━━━ SOURCE MATERIAL ━━━
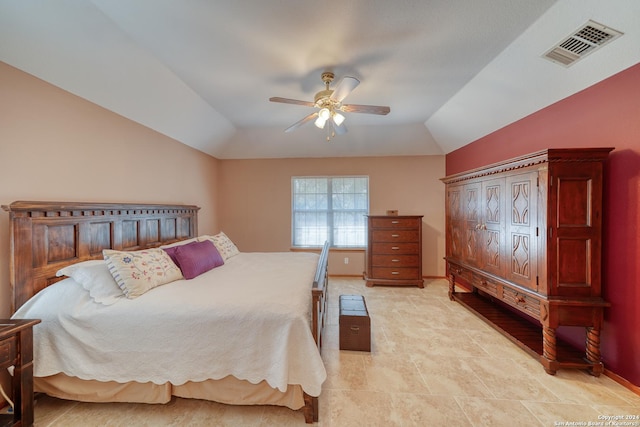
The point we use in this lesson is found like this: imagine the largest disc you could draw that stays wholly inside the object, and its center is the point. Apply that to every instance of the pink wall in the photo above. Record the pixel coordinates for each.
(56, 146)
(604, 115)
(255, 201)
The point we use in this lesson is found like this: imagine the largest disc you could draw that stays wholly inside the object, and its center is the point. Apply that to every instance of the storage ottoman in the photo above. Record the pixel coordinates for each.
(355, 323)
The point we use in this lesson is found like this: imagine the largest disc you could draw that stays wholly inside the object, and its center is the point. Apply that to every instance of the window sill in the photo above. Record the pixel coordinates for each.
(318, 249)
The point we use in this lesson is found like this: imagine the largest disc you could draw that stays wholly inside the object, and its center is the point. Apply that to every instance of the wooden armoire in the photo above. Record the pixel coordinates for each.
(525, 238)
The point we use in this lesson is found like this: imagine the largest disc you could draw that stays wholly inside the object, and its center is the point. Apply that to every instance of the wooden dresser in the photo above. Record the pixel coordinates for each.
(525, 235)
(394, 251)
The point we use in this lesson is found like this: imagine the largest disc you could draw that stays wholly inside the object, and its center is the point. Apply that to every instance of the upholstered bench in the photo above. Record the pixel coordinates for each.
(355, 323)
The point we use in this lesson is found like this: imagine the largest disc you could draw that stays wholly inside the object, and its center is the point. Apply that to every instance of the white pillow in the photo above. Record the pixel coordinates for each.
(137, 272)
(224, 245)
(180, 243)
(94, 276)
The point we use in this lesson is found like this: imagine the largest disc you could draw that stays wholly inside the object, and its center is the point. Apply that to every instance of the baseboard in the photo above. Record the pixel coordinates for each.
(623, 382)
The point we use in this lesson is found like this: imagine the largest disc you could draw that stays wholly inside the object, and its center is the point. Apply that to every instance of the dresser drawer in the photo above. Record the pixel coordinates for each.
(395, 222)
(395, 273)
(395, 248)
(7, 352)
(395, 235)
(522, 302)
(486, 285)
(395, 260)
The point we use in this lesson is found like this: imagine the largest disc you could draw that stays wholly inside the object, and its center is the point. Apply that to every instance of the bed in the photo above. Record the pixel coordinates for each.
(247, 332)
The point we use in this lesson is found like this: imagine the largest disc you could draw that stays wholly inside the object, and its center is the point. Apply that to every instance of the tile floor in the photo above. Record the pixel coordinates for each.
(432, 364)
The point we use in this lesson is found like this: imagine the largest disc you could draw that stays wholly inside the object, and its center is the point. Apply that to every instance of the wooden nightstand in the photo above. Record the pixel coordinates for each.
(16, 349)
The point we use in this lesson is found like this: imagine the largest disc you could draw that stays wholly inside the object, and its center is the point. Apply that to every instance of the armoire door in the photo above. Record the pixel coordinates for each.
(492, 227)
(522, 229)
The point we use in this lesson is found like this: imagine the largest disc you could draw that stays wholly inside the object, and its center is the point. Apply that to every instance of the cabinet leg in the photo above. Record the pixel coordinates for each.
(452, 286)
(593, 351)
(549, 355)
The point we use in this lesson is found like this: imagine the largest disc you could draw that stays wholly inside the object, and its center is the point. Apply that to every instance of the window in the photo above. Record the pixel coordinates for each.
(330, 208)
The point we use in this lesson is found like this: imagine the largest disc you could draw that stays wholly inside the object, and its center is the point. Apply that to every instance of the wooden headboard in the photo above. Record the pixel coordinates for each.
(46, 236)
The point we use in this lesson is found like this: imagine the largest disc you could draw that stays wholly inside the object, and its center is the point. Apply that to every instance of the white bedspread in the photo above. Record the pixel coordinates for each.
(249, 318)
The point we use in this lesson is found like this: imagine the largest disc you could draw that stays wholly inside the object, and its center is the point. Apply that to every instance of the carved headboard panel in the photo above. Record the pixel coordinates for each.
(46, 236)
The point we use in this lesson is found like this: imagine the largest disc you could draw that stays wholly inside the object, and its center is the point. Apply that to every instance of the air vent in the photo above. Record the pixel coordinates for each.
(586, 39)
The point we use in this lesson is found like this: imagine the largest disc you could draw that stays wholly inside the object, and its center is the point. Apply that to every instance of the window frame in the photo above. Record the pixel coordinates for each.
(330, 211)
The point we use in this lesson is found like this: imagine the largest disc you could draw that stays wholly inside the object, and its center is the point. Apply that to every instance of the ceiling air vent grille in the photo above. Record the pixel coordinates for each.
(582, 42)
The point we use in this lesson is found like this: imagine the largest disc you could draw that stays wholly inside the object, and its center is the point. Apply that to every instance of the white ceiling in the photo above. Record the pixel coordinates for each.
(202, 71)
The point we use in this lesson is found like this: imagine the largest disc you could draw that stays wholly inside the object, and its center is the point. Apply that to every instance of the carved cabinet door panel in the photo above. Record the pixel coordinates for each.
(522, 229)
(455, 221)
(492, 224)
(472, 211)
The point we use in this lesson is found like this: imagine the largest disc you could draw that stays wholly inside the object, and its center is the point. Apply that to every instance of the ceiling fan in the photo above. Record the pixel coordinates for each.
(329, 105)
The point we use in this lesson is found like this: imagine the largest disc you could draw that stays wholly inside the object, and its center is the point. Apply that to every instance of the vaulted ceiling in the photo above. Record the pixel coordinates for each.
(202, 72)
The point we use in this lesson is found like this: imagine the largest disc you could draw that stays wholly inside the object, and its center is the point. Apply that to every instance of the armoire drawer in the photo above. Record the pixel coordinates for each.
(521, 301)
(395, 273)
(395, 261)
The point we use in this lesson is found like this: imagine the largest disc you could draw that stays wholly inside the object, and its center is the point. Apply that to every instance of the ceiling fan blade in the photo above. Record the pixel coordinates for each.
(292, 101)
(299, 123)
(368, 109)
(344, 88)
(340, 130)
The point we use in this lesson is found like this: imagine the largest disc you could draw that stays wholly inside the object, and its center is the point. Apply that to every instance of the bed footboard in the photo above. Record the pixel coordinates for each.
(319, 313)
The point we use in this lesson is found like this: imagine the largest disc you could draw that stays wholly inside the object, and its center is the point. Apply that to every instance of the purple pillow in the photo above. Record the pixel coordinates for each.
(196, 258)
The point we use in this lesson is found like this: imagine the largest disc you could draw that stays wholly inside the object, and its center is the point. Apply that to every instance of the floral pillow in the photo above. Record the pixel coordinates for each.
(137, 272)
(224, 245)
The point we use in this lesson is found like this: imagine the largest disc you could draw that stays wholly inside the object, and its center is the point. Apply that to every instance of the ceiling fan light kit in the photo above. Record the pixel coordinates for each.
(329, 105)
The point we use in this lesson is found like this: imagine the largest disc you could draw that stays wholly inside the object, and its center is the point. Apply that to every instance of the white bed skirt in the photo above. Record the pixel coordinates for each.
━━━
WHAT TO DO: Reproduce all the entries that precede this task, word for word, minus any pictures.

EXERCISE RESULT:
The point we use in this lesson is found like this: imagine the largest disc you could draw that stays wholly inside the object, and its center is the point. Apply that to every instance of the pink wall in the photo above. Record the pixel coordinates for each.
(56, 146)
(604, 115)
(255, 201)
The point we use in this lesson is found like this: imagine the largest disc you could draw that stays wholly inside the object, and its center is the point. Apply that to every instance of the storage ottoman in the photo above. Record the pixel coordinates for each.
(355, 323)
The point we use in this lesson is found like this: imagine the largest disc you could draw that stays wholly inside the object, and its center is the point. Apply that to every instance of the window sill in the photo above. Record the pixel coordinates for each.
(318, 249)
The point we use in this lesson is found like this: imagine the largest disc you could draw that stays wholly inside the object, and its center is the point. Apply that to every instance of the wooden armoire in the photo above. Record the pixel coordinates for each.
(525, 238)
The point we use in this lesson is found like this: imagine the largest disc you could draw that stays wholly inside the object, and its center is the point. Apply that to every instance of the wooden dresser in the photo above. Record the pixel coordinates for each.
(525, 235)
(394, 251)
The point we use in this lesson is found like this: imagine the largest disc you could draw that stays wholly inside the object, and its center is the point. Apply that to every instance of the upholstered bench in the photo above. Record the pixel coordinates for each.
(355, 323)
The point we use in this lesson is found like this: imagine the largest disc you could draw that stays wholly inside the object, and its center is the point. Apply that to every instance of the white pillow in the photo above. Record the pixel coordinates for each.
(137, 272)
(224, 245)
(180, 243)
(94, 276)
The point we use in this lesson is found like this: imagine the largest disc you could draw that stays wholly inside the object, and its center is the point. Apply that to every instance of the baseboard in the photo above. Record the pixel coordinates for each.
(623, 382)
The point we use in this lesson is found like this: imagine the largest disc you could draw that stays wholly inside the object, and its center is the point. Apply that to every instance of the dresser drawer in the photo above. Record the pixel coordinates for each.
(395, 222)
(395, 273)
(395, 248)
(7, 352)
(395, 235)
(522, 302)
(486, 285)
(395, 260)
The point we use in this lesson is found like this: imagine the largest disc you could draw that stays wholly inside the object, and its center is the point. Apply that to every instance of the bed in the photo above. Record the pixel coordinates for each.
(247, 332)
The point we use in this lesson is found like this: imagine the largest disc you could draw that stays wholly inside the object, and its center is the point. Apply that to every instance of the tile floor in the photo above. Record the pixel coordinates for each.
(432, 364)
The point we use in this lesson is found like this: imagine the largest disc you could draw that stays wholly inside the object, and its center is the point. Apply that to every instance of the wooden nightstand in the photo above. Record the pixel coordinates for each.
(16, 349)
The point we use in this lesson is found like this: imagine the largest disc you could draw that stays wholly inside the object, and its center is the point. Apply that to every instance of the armoire door in the photo above. Record the pixel coordinates for each.
(492, 227)
(522, 229)
The point we use in this lesson is found like this: imagine the largest disc you could draw that stays wholly inside the object, and its center is the point. Apply that to every instance of the cabinet leg in the photo above. Record the pixel coordinates for each.
(452, 286)
(593, 351)
(549, 355)
The point we use in this lesson is found like this: imagine the largest disc you could draw that stays wholly inside the object, and its center is the point. Apply that to every instance of the window in the photo above. Record the pixel coordinates for each.
(330, 208)
The point we use in this lesson is found like this: imagine the largest disc you could draw that stays wholly inside the object, and its center is the point. Apply that to every instance of the wooden headboard in the photo above. Record the pixel coordinates for each.
(46, 236)
The point we use in this lesson is found like this: imagine the largest disc you could draw that stays wholly inside the object, and its center is the point. Apply that to every instance of the white bedspread in the photo above. Record the pixel coordinates for each.
(249, 318)
The point we use in this lesson is found like this: imagine the largest disc you could draw that stays wholly inside the object, and its center is the point. Apply that to every instance of the carved headboard panel in the photo above. Record the pixel coordinates for each.
(46, 236)
The point we use in this lesson is found like this: imagine the largest disc you could draw that stays wholly inside the object, and its center is the point. Apply that to every instance of the air vent in the photo above. Record the pixel coordinates for each.
(586, 39)
The point we use in this lesson is found like this: imagine the largest disc you could draw that stays wholly inside the object, and its center is the point. Apply that to every instance of the window frame in the photo above. Record the pixel coordinates for each.
(330, 211)
The point we use in this lesson is found like this: imagine the largest disc you could draw that stays wholly inside the object, and its center is the point. Apply that to every instance of the ceiling air vent grille in the photo above. Record the pixel coordinates for each.
(582, 42)
The point we use in this lesson is found like this: imagine the largest disc you could draw that stays wholly inside the object, and its center is the point. Apply that to every instance of the white ceiling in the photo above. Record the pixel coordinates for each.
(202, 71)
The point we use in this lesson is found like this: imagine the largest disc you could draw that stays wholly inside the object, and its center is the point. Apply that to every instance of the carved cabinet door panel in the photo above. Record the pixel coordinates for each.
(522, 229)
(455, 221)
(492, 224)
(472, 211)
The point we use in this lesson is found like this: imagine the largest disc you could draw that stays wholly inside the object, and its center is the point. Apply that to every instance of the ceiling fan in the photo above. Record the pixel coordinates for each.
(329, 105)
The point we use in this lesson is found like this: imagine the largest disc you could draw that stays wholly inside the object, and its center is the point. Apply that to every instance of the vaulted ceiling in the photo above. Record the pixel coordinates for each.
(202, 72)
The point we use in this lesson is found like this: imagine the largest disc you could draw that stays wholly inside the object, and its center is the point. Apply that to every instance of the armoire drawer in the photo above. Record the pixel coordinates for each.
(521, 301)
(395, 273)
(395, 261)
The point we use in this lesson is found like this: imagine the largest disc you could draw that stays wholly inside the object, and its center is the point. Apply that to every instance of the ceiling fan blade in the photo above. Record the pixel coordinates for each.
(292, 101)
(299, 123)
(368, 109)
(344, 88)
(340, 130)
The point we use in this lesson is found like this: imagine the largest disc you could draw that stays wholly inside the object, and its center is the point. Apply that to every instance of the bed footboard in the photo above. Record the pixel coordinates for each.
(319, 313)
The point we use in this lesson is found like this: imagine the largest disc you could draw that stays wholly inside the object, and its center is the point. Apply that to every instance of the purple pillow in the photo above. Record the pixel coordinates for each.
(196, 258)
The point we use in this lesson is found like this: imagine the largest disc you could draw that stays wholly inside the object, and its center is the point. Apply that to every instance of the floral pillow in the photo above. Record the pixel coordinates for each.
(137, 272)
(224, 245)
The point we use in this lesson is found like this: imagine the largest disc you could draw that stays wholly inside the object, and its center is the point. Apply that to every instance of the ceiling fan light kit in the photo above. Record the pixel coordinates for each.
(329, 105)
The point we use in this lesson is found like this: imagine the largest disc you could draw that stays wholly inside the object, and its center is the point. Apply that to every instance of the white bed skirt in the photo above. Record the pixel coordinates for each.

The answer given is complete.